**Required tasks**
A – Reproduce the Whisper transcription guide word for word, from "4. Create Model" to "the package installed.".
B – Write the next part of the Whisper transcription guide, starting right after its final sentence.

**Page**
begin

Depending on model size this can take several seconds. Everything else in whisperConfig—language, temperatures, VAD settings, etc.—is applied in place and does not trigger a reload. If you are seeing unexpected pauses, double-check that you are not mutating these four context keys between jobs.
Advanced configuration
Need more than the handful of options exposed in index.js? The upstream whisper.cpp documentation lists every flag available through whisper_full_params. Rather than duplicating that matrix here, refer to:
- The official parameter reference:
whisper_full_params - Our longer examples for concrete shapes:
examples/example.audio-ctx-chunking.js(showsoffset_ms,duration_ms,audio_ctx, and reload loops)examples/example.live-transcription.js(shows streaming chunks into a single job)
Those scripts stay in sync with the codebase and are the best place to copy from when you need the raw addon surface.
3. Configuration Example
Quick JS-level configuration (what you typically pass to new TranscriptionWhispercpp(...)):
const config = {
contextParams: {
model: './models/ggml-tiny.bin'
},
whisperConfig: {
language: 'en',
duration_ms: 0,
temperature: 0.0,
suppress_nst: true,
n_threads: 0,
vad_model_path: './models/ggml-silero-v5.1.2.bin',
vadParams: {
threshold: 0.6,
min_speech_duration_ms: 250,
min_silence_duration_ms: 200
}
},
miscConfig: {
caption_enabled: false
}
}Between this minimal configuration and the example scripts you should have everything needed, whether you are wiring the addon by hand or just instantiating TranscriptionWhispercpp.
Available Whisper Models:
ggml-tiny.bin- Smallest, fastest (39MB)ggml-base.bin- Balanced size/accuracy (142MB)ggml-small.bin- Better accuracy (466MB)ggml-medium.bin- High accuracy (1.5GB)ggml-large.bin- Best accuracy (3.1GB)
VAD Model:
ggml-silero-v5.1.2.bin- Silero VAD model for voice activity detection
Ensure model files are available in your chosen data loader source.
4. Create Model Instance
Import the specific Whisper model class based on the installed package and instantiate it:
const TranscriptionWhispercpp = require('@qvac/transcription-whispercpp')
const model = new TranscriptionWhispercpp(args, config)Note : This import changes depending on the package installed.
5. Load Model
Load the model weights and initialize the inference engine. Optionally provide a callback for progress updates:
try {
// Basic usage
await model.load()
// Advanced usage with progress tracking
await model.load(
false, // Don't close loader after loading
(progress) => console.log(`Loading: ${progress.overallProgress}% complete`)
)
} catch (error) {
console.error('Failed to load model:', error)
}Progress Callback Data
The progress callback receives an object with the following properties:
| Property | Type | Description |
|---|---|---|
action | string | Current operation being performed |
totalSize | number | Total bytes to be loaded |
totalFiles | number | Total number of files to process |
filesProcessed | number | Number of files completed so far |
currentFile | string | Name of file currently being processed |
currentFileProgress | string | Percentage progress on current file |
overallProgress | string | Overall loading progress percentage |
6. Run Transcription
Pass an audio stream (e.g., from bare-fs.createReadStream) to the run method. Process the transcription results asynchronously.

end

**Record excerpts**
begin

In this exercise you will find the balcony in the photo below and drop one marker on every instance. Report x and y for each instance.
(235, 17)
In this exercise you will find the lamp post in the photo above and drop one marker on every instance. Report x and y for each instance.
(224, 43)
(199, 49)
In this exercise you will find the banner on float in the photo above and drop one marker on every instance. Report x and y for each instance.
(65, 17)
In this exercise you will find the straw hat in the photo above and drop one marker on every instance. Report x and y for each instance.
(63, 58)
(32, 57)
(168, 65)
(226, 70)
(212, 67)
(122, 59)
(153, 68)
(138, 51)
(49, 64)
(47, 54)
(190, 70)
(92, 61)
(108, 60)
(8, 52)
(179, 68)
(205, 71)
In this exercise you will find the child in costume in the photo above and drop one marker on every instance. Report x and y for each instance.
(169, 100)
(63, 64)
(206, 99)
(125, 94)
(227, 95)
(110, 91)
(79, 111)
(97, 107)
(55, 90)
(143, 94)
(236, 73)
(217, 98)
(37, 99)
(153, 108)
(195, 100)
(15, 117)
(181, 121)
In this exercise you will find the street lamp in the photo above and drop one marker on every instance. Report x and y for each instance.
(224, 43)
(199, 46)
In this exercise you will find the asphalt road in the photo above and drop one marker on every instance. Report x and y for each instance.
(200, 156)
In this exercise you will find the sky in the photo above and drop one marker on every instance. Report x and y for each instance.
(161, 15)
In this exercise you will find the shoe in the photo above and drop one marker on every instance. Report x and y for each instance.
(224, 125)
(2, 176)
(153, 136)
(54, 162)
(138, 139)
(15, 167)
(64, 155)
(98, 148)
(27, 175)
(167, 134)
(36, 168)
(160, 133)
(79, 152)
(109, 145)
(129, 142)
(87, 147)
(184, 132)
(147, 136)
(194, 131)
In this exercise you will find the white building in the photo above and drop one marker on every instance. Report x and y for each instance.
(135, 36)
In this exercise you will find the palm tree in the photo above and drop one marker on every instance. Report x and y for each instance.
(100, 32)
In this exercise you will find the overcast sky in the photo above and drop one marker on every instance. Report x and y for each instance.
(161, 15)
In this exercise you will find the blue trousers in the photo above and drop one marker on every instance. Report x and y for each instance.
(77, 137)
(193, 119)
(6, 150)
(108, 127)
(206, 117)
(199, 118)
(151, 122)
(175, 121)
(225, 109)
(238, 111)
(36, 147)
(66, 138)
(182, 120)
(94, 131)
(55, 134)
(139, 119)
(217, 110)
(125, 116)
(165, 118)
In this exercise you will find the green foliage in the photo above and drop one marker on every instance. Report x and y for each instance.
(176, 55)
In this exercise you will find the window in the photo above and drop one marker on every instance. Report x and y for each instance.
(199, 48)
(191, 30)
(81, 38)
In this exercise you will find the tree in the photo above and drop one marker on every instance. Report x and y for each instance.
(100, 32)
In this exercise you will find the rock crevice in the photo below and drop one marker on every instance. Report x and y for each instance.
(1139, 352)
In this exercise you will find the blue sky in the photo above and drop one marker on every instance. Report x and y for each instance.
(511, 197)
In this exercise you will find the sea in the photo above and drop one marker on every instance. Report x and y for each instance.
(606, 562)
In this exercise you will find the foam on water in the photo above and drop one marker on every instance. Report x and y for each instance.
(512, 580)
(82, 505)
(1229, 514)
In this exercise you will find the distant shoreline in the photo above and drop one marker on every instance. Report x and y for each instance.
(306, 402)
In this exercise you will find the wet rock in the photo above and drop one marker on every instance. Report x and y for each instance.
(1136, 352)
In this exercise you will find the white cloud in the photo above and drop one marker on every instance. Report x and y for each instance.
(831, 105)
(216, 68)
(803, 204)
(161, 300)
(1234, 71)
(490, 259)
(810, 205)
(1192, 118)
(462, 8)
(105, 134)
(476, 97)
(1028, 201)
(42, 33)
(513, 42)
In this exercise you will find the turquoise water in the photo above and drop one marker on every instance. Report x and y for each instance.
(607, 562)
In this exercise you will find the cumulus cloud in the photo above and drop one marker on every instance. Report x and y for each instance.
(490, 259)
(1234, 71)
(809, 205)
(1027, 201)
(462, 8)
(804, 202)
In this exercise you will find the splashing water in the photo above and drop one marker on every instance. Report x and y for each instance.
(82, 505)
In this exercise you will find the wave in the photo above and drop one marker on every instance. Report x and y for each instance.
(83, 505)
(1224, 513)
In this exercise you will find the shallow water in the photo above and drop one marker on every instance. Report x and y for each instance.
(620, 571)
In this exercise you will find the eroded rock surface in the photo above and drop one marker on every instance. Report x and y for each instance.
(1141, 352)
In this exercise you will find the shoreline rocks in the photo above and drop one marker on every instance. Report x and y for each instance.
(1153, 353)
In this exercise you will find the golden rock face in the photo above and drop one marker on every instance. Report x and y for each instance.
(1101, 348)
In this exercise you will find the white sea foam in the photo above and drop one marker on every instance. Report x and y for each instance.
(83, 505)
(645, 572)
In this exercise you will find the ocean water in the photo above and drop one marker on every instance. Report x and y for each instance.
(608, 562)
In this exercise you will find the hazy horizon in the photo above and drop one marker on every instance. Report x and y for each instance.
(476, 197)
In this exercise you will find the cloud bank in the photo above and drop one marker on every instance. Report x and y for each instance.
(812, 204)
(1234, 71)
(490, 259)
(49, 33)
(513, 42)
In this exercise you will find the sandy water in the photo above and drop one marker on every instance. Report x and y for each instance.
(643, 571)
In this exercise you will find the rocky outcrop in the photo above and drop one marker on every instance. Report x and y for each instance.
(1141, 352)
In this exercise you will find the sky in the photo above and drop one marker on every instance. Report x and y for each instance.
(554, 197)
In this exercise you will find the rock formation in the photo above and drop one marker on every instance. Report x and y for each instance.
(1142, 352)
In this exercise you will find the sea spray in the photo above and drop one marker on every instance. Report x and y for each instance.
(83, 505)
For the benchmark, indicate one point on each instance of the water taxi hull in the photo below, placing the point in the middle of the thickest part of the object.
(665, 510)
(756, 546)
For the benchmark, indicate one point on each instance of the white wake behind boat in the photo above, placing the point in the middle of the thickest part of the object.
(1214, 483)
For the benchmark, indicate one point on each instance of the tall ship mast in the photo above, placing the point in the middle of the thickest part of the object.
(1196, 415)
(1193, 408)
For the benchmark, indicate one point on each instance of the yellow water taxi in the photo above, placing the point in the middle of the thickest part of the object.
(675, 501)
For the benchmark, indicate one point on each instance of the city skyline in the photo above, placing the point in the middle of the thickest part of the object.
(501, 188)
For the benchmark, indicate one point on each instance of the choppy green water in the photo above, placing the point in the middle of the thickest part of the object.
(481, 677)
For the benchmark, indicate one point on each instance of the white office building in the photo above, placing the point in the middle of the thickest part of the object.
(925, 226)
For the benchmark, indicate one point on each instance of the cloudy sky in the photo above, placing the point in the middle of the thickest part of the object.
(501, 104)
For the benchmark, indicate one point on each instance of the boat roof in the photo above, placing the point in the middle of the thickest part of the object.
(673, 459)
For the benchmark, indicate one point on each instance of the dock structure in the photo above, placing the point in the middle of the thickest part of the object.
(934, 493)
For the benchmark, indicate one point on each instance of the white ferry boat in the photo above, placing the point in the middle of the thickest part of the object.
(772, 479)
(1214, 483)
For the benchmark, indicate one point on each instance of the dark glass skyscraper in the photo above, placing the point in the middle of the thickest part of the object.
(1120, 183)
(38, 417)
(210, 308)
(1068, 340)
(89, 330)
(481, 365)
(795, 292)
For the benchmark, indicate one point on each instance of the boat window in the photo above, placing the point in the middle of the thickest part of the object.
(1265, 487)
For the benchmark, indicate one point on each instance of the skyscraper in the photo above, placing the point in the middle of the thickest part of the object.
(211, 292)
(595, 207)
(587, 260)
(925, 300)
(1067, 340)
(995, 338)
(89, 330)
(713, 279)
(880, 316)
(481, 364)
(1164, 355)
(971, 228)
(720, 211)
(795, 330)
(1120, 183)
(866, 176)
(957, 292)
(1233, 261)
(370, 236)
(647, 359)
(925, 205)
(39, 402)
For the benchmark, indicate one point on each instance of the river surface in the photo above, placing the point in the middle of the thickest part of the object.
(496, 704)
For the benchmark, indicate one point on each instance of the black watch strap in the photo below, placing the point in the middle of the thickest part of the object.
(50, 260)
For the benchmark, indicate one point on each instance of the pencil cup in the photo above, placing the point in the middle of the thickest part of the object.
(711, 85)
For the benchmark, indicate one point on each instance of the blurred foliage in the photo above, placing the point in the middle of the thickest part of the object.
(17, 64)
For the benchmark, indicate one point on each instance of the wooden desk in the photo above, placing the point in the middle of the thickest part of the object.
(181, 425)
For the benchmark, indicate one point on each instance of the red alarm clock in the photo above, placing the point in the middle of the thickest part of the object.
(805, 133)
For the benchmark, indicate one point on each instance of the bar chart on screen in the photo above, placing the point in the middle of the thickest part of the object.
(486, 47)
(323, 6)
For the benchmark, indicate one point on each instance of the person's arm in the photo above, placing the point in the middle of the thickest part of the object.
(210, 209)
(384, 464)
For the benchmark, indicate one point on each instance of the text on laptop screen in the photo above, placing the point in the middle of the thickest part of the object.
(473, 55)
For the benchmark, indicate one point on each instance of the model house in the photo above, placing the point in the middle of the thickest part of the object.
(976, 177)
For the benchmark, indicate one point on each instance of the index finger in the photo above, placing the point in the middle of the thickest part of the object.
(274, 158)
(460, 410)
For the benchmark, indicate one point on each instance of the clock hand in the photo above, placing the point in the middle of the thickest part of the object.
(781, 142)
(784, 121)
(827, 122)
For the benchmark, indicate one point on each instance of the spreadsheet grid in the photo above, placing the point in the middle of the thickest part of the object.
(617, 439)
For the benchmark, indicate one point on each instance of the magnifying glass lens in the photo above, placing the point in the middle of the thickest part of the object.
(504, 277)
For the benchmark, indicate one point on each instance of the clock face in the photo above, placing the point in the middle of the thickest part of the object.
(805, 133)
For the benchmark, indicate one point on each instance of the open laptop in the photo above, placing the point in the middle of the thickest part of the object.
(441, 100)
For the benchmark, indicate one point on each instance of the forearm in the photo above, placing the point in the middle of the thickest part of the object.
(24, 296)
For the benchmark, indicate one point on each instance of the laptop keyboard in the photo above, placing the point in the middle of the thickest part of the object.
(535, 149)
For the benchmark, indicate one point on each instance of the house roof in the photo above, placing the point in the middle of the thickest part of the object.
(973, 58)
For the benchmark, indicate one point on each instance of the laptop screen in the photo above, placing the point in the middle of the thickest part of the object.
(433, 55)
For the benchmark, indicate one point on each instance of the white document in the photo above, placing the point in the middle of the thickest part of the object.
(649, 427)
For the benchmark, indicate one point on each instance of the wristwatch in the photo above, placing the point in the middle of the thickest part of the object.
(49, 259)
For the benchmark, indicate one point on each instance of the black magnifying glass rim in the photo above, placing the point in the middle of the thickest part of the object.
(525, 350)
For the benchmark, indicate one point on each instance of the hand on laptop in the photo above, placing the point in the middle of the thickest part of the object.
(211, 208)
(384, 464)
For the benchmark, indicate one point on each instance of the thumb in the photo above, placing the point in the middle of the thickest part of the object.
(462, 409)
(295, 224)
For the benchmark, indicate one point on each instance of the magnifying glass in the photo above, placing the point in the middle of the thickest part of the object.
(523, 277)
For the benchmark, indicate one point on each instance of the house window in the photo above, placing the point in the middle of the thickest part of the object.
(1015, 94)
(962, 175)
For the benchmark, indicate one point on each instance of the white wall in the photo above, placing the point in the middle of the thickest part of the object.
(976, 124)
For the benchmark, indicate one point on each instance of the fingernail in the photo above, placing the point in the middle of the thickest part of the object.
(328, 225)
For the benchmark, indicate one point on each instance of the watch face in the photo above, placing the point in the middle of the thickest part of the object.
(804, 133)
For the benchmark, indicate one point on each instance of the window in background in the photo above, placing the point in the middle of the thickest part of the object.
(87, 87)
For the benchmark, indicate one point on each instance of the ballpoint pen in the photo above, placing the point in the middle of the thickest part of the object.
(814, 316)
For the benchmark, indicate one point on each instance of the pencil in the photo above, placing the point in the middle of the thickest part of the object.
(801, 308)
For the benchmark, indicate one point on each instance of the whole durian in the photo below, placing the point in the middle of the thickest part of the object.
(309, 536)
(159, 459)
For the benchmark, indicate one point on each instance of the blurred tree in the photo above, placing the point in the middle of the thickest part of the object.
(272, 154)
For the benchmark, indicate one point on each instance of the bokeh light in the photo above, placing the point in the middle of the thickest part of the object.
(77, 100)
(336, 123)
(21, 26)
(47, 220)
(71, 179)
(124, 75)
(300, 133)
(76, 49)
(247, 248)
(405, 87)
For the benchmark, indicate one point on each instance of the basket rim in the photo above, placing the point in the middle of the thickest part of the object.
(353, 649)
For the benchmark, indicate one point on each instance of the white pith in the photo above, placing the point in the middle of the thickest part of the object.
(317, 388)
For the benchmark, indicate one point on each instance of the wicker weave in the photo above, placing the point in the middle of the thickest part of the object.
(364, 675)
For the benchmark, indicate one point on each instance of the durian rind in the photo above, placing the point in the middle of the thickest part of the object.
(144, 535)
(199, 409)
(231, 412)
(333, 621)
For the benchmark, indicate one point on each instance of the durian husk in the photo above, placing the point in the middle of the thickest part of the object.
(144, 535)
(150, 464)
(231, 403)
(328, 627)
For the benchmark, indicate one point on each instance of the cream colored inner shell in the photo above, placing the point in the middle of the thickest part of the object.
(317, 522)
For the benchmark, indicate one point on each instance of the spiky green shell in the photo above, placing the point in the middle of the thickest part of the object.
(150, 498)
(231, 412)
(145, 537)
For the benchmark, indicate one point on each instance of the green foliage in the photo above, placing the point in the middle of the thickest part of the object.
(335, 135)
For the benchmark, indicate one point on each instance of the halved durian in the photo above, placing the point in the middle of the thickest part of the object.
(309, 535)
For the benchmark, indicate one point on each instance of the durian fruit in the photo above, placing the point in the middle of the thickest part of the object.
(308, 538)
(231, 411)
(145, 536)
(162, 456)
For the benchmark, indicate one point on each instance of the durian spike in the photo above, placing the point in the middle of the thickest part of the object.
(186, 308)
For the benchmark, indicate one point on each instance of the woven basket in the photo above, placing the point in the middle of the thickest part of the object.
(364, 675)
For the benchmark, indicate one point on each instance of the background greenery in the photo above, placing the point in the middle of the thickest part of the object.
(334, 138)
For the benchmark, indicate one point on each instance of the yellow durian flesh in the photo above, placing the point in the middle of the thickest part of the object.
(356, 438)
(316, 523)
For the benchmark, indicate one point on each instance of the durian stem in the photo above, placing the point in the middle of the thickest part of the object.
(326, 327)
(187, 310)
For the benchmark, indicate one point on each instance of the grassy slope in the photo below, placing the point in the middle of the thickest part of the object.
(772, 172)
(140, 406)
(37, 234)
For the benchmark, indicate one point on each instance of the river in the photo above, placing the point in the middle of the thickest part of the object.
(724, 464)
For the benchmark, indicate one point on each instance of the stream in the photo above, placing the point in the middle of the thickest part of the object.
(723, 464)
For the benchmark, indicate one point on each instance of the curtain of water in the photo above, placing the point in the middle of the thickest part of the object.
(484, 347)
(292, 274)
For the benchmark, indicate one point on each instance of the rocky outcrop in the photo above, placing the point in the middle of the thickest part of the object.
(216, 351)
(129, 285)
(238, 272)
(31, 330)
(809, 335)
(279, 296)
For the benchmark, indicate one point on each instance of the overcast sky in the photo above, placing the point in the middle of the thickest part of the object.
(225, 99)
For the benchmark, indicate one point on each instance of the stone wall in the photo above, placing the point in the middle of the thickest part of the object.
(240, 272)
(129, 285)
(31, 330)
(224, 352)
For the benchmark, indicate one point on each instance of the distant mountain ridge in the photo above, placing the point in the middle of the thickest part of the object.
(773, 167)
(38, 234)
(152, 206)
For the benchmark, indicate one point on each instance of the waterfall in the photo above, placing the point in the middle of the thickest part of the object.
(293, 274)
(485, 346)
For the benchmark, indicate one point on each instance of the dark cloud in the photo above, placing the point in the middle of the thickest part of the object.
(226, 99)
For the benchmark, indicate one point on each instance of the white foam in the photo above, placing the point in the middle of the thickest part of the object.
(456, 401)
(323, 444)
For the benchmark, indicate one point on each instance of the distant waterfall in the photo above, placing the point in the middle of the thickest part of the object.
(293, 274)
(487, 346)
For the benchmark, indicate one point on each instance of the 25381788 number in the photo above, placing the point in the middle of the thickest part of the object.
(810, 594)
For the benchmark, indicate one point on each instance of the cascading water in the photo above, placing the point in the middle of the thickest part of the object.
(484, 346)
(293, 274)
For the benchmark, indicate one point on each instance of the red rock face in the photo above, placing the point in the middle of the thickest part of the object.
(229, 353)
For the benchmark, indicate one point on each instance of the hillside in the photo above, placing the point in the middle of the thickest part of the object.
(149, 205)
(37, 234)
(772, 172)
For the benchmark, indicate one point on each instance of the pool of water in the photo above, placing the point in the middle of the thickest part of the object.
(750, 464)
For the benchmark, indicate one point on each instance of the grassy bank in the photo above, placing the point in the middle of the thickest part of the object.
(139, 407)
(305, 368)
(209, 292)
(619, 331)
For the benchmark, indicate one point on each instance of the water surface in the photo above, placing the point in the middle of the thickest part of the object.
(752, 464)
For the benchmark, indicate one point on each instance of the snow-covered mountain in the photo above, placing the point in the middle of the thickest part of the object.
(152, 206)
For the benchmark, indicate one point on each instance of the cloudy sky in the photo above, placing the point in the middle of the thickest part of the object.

end

**Response list**
A –
4. Create Model Instance
Import the specific Whisper model class based on the installed package and instantiate it:
const TranscriptionWhispercpp = require('@qvac/transcription-whispercpp')
const model = new TranscriptionWhispercpp(args, config)Note : This import changes depending on the package installed.

B –
There are two ways to receive transcription results:
Option 1: Real-time Streaming with onUpdate()
The onUpdate() callback receives each transcription segment in real-time as whisper.cpp generates them during processing. This is ideal for live transcription display or progressive updates.
try {
const audioStream = fs.createReadStream('path/to/your/audio.ogg', {
highWaterMark: 16000 // Adjust based on bitrate (e.g., 128000 / 8)
})
const response = await model.run(audioStream)
// Receive segments as they are transcribed (real-time streaming)
await response
.onUpdate(segment => {
console.log('New segment transcribed:', segment)
// Each segment arrives immediately after whisper.cpp processes it
})
.await() // Wait for transcription to complete
console.log('Transcription finished!')
} catch (error) {
console.error('Transcription failed:', error)
}Option 2: Complete Result with iterate()
The iterate() method returns all transcription segments after the entire transcription completes. This is useful when you need the full result before processing.
try {
const audioStream = fs.createReadStream('path/to/your/audio.ogg', {
highWaterMark: 16000
})
const response = await model.run(audioStream)
// Wait for complete transcription, then iterate over all segments
for await (const transcriptionChunk of response.iterate()) {
console.log('Transcription chunk:', transcriptionChunk)
}
console.log('Transcription finished!')
} catch (error) {
console.error('Transcription failed:', error)
}Key Differences:
onUpdate(): Real-time streaming - segments arrive as they are generated by whisper.cpp'snew_segment_callbackiterate(): Batch processing - all segments available after transcription completes
Chunking long recordings with reload()
examples/example.audio-ctx-chunking.js shows the production pattern: reuse a model instance, call reload() with { offset_ms, duration_ms, audio_ctx } per chunk (first chunk uses audio_ctx = 0, subsequent ones clamp to ~1500), then run the full audio stream. The matching integration test (test/integration/audio-ctx-chunking.test.js) exercises exactly the same flow.
Live streaming a single job
examples/example.live-transcription.js feeds tiny PCM buffers into a pushable Readable, keeps a single model.run(...) open, and relies on onUpdate() for incremental text. test/integration/live-stream-simulation.test.js covers both the streaming case and a segmented loop without any reload() calls.
7. Release Resources
Always unload the model when finished to free up memory and resources:
try {
await model.unload()
// If using Hyperdrive/Hyperbee, close the db instance if applicable
await db.close()
} catch (error) {
console.error('Failed to unload model:', error)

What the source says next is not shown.